* _Extracted text_:
--------------------------------

The government grants a Patent for an invention being novel, non-obvious and useful in industrial application. It lasts for a period of 14 years and after the expiry of the period, the invention enters the public domain. It is a territorial right however one can apply for convention application. No third party can make, distribute or sell the registered invention. Patent Registration in India plays an important role in protection from exploitation of new ideas and invention. However, there is a restriction on patents or what can be or cannot be patented.
- It is an exclusive right approved by the government to the inventor of a product for his invention for a limited time period. This right excludes others from making, processing, producing using, selling, and importing the product or process, without his consent.
- It covers all the invention related to a product or process that is new, innovative involving unique, distinctive, innovative steps and has the industrial application.
Important points about Patents
A patent has territorial limitation i.e. it provides protection of right in the particular country where the patent has been filed or register. So, the patent in India will not protect the creator to exercise his rights outside India. There is no protection of the patent worldwide.
- If an inventor intends to obtain the worldwide right to a patent over his product or process, then the separate application needs to be filed in different countries within 12 months from the date of filing in India. Hence, separate patent required from each country to protect his invention from duplication.
- Application for Patent can be filed either by the first inventor or his assignee, either alone or jointly with any other person.
- A patent application should be filed before publically disclosing the invention. If it is disclosed before filing for Patent, the basic objective of the patent will be destroyed and all will be in vain.

--------------------------------

[Text-to-region grounding records]
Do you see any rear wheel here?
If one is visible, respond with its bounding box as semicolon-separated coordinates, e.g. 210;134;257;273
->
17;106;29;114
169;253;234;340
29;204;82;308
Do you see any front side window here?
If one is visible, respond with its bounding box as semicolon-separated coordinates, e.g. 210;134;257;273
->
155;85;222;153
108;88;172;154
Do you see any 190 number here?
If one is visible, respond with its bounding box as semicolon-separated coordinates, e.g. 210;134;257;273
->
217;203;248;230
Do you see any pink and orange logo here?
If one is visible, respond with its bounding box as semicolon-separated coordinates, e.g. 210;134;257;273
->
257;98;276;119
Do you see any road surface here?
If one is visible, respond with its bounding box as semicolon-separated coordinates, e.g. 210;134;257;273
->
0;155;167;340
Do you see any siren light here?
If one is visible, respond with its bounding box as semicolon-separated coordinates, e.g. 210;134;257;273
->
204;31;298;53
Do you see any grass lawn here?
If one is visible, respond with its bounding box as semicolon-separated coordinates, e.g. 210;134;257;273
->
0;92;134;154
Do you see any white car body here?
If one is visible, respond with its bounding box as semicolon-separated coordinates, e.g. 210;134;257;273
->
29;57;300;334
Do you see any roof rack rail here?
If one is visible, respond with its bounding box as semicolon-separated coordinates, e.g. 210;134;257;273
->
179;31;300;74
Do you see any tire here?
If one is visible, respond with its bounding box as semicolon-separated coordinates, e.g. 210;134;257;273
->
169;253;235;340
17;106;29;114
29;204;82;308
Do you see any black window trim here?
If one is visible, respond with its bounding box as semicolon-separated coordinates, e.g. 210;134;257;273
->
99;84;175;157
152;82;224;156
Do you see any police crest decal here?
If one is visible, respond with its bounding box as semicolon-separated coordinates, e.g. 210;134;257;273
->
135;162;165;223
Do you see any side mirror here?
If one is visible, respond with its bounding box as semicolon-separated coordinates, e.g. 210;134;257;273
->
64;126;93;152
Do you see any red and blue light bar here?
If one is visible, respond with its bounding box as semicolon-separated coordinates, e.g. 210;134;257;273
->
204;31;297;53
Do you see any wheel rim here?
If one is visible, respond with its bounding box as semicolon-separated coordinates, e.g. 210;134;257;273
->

--------------------------------

* _Activity 1_: According to the patent text, within what period must an inventor seeking worldwide rights file separate applications in other countries?
* _Activity 2_: Reproduce the stretch of the patent text from "- It is an exclusive" through "the industrial application.".

* _Answer space 1_: Within 12 months from the date of filing in India.

* _Answer space 2_:
- It is an exclusive right approved by the government to the inventor of a product for his invention for a limited time period. This right excludes others from making, processing, producing using, selling, and importing the product or process, without his consent.
- It covers all the invention related to a product or process that is new, innovative involving unique, distinctive, innovative steps and has the industrial application.